- What needs to be done:
Rewrite all the items below, changing "crew member with helmet" to "helmeted pit crew member" wherever it occurs and keeping everything else the same. Omit the pictures from your version.
*** Records
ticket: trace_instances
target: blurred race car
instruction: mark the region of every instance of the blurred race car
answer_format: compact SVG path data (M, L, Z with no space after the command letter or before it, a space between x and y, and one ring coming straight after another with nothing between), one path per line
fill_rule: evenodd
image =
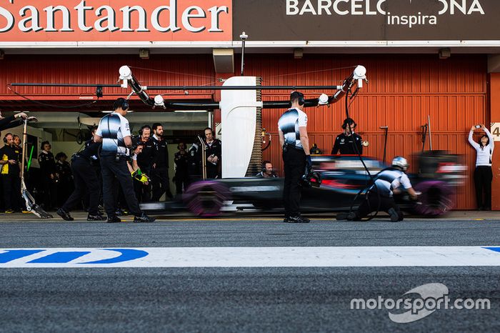
M455 194L464 183L465 166L458 155L434 151L419 154L414 159L418 172L409 177L416 191L421 192L416 202L403 193L395 197L402 209L425 217L438 217L454 207ZM313 168L321 175L319 187L304 187L301 210L325 212L349 210L364 199L372 177L388 167L382 161L358 156L316 155ZM284 178L246 177L198 182L183 197L186 207L201 217L219 215L231 204L239 209L261 212L281 211ZM356 199L356 200L355 200Z

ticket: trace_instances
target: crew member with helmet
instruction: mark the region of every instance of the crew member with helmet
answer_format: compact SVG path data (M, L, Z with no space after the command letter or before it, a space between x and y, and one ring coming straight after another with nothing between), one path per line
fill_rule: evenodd
M392 166L379 172L375 177L375 184L368 189L366 199L359 205L356 212L339 213L337 219L359 221L369 214L376 211L386 212L389 214L391 222L397 222L403 220L403 213L394 201L394 194L406 190L412 199L415 200L419 194L411 186L410 179L406 174L409 166L404 157L397 156L392 160Z
M205 161L206 167L206 178L216 179L221 178L222 158L222 142L219 139L216 139L214 130L211 127L206 127L204 132L205 134L205 144L206 160Z
M132 140L134 145L137 145L139 142L142 144L142 152L137 156L137 164L143 172L148 174L151 173L156 156L156 148L151 135L151 126L144 125L139 130L139 136ZM150 184L146 185L140 182L134 182L134 189L139 202L151 201L151 185Z
M121 222L116 216L114 189L119 182L125 199L134 215L134 222L152 222L154 219L141 211L134 193L134 184L127 166L127 148L132 147L130 126L125 118L129 103L123 98L113 104L113 113L102 117L94 136L96 142L102 142L101 169L102 171L103 197L108 223Z
M286 223L309 223L301 216L301 185L299 182L306 166L312 167L307 136L307 115L304 112L306 102L304 94L294 91L290 94L291 108L286 110L278 121L279 144L283 147L285 182L283 202Z
M354 133L357 126L356 121L351 118L346 118L344 120L342 124L344 132L335 139L334 148L331 149L332 155L336 155L339 151L343 155L363 154L363 139L360 135Z
M21 192L17 192L16 183L20 179L21 161L19 159L20 151L14 144L11 133L5 134L4 143L5 145L0 149L0 169L5 212L9 214L20 208Z
M472 139L474 129L481 128L486 134L479 139L478 144ZM495 143L491 134L484 125L471 127L469 132L469 143L476 149L476 169L474 169L474 185L476 187L476 202L479 210L491 210L491 158ZM484 195L484 199L483 199Z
******
- Full solution:
ticket: trace_instances
target: blurred race car
instruction: mark the region of every instance of the blurred race car
answer_format: compact SVG path data (M, L, Z with no space after the command letter or before it, a space between x and y, and one ring coming straight after another with nothing between), one path per line
fill_rule: evenodd
image =
M455 194L464 183L465 166L458 155L434 151L419 154L414 159L418 172L409 177L416 191L421 192L416 202L403 193L395 197L402 209L425 217L438 217L454 207ZM313 168L321 175L319 187L304 187L301 210L325 212L349 210L364 199L372 177L388 167L382 161L358 156L316 155ZM284 178L246 177L198 182L183 197L186 207L201 217L219 215L231 204L239 209L261 212L281 211ZM356 199L356 200L355 200Z

ticket: trace_instances
target: helmeted pit crew member
instruction: mark the region of every instance of the helmeted pit crew member
answer_format: compact SVG path data (M, L, Z with no space after the command letter or before it, a space between x and y, and one ring coming straight after another with nothing between), one path per line
fill_rule: evenodd
M392 166L379 172L375 177L375 184L368 189L366 199L359 205L356 212L339 213L337 219L359 221L369 214L376 211L386 212L389 214L391 222L397 222L403 220L403 213L394 201L394 194L406 190L412 199L415 200L419 194L411 186L410 179L406 174L409 166L404 157L397 156L392 160Z
M205 161L206 167L206 178L216 179L221 178L222 158L222 142L219 139L216 139L214 130L211 127L206 127L204 132L205 134L205 144L206 160Z
M132 140L134 145L137 145L139 142L142 144L142 152L137 156L137 164L143 172L148 174L151 173L156 156L156 148L151 135L151 126L144 125L139 130L139 136ZM150 184L146 185L140 182L134 182L134 189L139 202L151 201L151 185Z
M121 222L116 216L114 189L119 182L125 199L134 215L134 222L152 222L154 219L141 211L134 193L134 184L127 166L127 148L132 147L130 126L125 118L129 103L123 98L113 104L113 113L102 117L94 136L96 142L102 142L101 169L102 171L103 197L108 223Z
M286 223L309 223L301 216L301 185L299 182L306 166L312 167L307 136L307 115L304 112L306 102L304 94L294 91L290 94L291 108L286 110L278 121L279 144L283 147L285 182L283 202Z
M354 133L357 126L356 121L351 118L346 118L344 120L342 124L344 132L335 139L334 148L331 149L332 155L336 155L339 151L343 155L363 154L363 139L360 135Z
M21 192L17 192L16 183L20 179L21 161L19 159L20 151L14 144L11 133L5 134L4 143L5 145L0 149L0 169L5 212L9 214L20 208Z
M472 139L474 129L481 128L486 134L479 139L478 144ZM495 143L491 134L484 125L471 127L469 132L469 143L476 149L476 169L474 169L474 185L476 187L476 202L479 210L491 210L491 158ZM484 195L484 199L483 199Z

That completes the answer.